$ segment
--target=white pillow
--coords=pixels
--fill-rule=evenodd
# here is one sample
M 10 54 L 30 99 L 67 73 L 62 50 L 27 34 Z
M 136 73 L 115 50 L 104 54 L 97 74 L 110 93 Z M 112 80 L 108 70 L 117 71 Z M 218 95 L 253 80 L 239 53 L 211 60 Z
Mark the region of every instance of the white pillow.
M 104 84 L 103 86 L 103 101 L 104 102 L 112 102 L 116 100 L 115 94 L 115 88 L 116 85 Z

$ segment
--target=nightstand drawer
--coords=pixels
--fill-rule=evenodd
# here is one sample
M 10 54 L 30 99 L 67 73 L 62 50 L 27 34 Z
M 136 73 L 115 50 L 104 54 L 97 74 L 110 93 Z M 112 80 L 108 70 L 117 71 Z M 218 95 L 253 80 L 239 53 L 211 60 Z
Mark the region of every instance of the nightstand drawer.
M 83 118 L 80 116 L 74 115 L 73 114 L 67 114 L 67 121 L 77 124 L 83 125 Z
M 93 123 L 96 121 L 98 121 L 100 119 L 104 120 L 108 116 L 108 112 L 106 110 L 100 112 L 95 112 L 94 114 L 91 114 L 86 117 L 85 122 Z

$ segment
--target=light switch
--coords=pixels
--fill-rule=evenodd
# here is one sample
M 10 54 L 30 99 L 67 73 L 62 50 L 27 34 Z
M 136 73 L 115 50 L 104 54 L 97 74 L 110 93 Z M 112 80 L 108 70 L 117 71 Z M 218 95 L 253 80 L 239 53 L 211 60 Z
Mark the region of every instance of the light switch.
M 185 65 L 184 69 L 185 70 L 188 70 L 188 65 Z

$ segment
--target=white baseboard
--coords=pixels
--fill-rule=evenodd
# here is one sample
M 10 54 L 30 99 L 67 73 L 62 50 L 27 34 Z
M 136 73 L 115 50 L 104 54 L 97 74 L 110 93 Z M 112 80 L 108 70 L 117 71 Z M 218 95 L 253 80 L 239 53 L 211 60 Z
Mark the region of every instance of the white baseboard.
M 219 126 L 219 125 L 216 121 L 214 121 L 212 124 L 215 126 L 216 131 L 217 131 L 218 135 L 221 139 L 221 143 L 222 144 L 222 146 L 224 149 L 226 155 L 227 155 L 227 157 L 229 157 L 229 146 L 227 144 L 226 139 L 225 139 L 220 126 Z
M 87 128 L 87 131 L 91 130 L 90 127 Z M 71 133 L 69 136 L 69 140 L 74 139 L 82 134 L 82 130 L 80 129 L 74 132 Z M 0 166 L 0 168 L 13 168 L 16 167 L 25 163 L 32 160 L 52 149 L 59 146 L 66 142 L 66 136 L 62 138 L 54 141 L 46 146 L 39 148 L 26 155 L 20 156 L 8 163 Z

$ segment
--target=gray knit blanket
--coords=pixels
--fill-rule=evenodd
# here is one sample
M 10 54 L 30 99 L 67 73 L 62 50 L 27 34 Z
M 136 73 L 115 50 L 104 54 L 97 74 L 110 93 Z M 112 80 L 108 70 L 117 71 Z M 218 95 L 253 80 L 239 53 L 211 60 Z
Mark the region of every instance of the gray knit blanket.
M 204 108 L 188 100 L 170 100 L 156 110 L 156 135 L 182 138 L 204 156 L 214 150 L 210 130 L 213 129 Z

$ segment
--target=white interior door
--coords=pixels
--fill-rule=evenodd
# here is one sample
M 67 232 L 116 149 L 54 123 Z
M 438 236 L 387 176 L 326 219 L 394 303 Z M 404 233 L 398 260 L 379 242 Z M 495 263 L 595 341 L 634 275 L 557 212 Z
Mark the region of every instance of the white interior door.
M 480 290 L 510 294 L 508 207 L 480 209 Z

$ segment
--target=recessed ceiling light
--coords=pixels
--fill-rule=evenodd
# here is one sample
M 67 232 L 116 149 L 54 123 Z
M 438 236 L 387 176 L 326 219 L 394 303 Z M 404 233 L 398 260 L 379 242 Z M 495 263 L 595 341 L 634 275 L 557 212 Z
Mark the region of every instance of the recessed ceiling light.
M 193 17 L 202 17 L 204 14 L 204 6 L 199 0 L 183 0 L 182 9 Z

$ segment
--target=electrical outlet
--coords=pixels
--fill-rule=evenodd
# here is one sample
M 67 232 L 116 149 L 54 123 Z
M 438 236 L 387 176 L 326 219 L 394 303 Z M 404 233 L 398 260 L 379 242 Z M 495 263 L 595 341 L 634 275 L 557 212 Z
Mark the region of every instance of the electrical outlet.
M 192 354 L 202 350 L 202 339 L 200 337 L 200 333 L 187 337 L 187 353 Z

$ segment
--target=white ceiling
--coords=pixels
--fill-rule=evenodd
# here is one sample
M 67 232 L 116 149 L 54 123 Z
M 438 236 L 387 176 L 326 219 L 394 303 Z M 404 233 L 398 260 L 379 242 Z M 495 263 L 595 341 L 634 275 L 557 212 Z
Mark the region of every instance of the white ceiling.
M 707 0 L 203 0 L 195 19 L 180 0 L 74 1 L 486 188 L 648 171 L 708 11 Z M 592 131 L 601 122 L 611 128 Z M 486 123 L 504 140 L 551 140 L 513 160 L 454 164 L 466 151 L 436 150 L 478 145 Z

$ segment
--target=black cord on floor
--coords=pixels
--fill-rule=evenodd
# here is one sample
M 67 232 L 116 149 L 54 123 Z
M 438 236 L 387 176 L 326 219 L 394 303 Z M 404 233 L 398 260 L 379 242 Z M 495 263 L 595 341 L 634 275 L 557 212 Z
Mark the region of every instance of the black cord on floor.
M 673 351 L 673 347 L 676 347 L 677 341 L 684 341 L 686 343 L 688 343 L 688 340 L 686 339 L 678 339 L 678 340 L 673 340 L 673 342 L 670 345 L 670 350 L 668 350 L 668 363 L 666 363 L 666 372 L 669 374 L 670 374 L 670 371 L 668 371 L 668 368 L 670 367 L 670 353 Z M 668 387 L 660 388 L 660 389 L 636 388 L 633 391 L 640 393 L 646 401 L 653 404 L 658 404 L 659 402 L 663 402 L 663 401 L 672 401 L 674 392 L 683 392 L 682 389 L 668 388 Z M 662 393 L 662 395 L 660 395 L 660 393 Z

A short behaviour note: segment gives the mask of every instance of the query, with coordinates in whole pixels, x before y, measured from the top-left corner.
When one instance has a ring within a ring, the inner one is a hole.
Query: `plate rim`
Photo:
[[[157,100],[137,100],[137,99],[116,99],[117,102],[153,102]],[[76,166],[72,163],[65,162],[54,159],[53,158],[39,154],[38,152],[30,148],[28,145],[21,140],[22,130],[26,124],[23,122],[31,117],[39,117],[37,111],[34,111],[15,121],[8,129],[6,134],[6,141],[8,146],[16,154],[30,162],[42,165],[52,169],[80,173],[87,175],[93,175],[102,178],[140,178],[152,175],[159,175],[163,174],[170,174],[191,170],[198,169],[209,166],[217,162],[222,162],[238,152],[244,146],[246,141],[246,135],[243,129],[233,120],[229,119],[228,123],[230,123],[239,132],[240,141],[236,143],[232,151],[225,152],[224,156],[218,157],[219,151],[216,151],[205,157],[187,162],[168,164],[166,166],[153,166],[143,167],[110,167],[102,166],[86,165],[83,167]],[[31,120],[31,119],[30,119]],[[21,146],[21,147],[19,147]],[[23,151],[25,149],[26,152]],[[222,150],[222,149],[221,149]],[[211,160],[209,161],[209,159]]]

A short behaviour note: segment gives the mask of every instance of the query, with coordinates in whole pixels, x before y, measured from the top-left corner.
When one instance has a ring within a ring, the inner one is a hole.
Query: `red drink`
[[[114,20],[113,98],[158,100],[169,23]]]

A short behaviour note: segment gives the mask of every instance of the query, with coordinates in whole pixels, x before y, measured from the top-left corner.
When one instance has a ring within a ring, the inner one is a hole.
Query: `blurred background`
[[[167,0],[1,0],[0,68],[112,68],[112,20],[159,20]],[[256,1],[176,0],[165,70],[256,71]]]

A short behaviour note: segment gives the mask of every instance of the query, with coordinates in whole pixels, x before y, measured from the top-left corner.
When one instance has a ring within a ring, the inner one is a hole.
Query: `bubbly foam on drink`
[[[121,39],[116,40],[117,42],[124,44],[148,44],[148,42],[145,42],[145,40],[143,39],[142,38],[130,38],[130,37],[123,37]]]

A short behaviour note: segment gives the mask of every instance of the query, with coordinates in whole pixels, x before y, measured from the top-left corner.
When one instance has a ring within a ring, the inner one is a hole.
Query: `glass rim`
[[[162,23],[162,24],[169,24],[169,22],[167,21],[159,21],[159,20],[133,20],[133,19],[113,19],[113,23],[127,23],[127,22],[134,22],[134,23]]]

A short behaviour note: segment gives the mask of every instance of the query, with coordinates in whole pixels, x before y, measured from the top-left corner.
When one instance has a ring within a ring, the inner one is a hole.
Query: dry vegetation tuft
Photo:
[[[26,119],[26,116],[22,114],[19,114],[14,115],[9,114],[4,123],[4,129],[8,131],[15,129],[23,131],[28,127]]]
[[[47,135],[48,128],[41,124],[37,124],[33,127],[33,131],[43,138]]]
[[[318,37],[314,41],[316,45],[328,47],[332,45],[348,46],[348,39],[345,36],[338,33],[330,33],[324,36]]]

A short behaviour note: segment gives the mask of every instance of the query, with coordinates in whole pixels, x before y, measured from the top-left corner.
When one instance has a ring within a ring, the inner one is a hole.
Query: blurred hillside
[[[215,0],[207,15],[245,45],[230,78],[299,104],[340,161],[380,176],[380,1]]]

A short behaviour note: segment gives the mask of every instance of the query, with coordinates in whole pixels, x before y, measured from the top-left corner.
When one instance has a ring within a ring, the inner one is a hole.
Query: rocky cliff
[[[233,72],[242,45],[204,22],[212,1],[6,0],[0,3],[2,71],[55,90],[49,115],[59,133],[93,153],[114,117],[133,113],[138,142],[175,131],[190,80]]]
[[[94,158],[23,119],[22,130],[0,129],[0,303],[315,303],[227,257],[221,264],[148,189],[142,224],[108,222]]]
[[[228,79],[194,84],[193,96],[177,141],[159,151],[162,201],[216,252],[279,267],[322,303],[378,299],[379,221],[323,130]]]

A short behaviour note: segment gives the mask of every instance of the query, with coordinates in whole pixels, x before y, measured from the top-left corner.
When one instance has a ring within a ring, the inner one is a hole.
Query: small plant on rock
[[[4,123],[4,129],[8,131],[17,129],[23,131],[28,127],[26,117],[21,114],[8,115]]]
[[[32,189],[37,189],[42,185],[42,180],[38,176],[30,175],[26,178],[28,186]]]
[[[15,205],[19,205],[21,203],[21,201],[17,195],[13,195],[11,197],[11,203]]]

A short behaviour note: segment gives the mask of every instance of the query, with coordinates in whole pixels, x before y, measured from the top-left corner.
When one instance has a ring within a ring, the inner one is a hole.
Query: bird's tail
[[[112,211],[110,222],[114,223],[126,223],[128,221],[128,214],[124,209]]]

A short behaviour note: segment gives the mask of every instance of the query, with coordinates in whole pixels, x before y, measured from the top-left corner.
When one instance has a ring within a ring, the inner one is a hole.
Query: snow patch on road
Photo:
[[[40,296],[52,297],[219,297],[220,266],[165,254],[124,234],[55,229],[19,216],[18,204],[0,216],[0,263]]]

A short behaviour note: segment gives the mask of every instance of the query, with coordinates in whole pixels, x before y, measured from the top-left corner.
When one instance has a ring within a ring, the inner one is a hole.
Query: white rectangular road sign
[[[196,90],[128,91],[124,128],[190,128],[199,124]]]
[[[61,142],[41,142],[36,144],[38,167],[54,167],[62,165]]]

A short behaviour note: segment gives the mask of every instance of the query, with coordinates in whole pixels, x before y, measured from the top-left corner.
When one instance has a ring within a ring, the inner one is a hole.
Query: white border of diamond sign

§ What you should do
Starting from the first of the entries above and stopping after the line that contains "M 104 84 L 103", render those lines as a JSON list of strings, one per line, leaving out blank lines.

§ Answer to the task
[
  "$ segment",
  "--target=white pillow",
  "--coords=pixels",
  "--fill-rule=evenodd",
  "# here is one sample",
  "M 10 54 L 30 99 L 67 73 L 62 50 L 27 34 Z",
  "M 136 73 L 115 50 L 104 54 L 97 74 L 110 93 Z M 112 80 L 108 70 L 117 71 Z M 218 95 L 253 80 L 239 53 L 211 60 Z",
  "Mark the region of every instance of the white pillow.",
  "M 104 84 L 103 86 L 103 101 L 104 102 L 112 102 L 116 100 L 115 94 L 115 88 L 116 85 Z"
]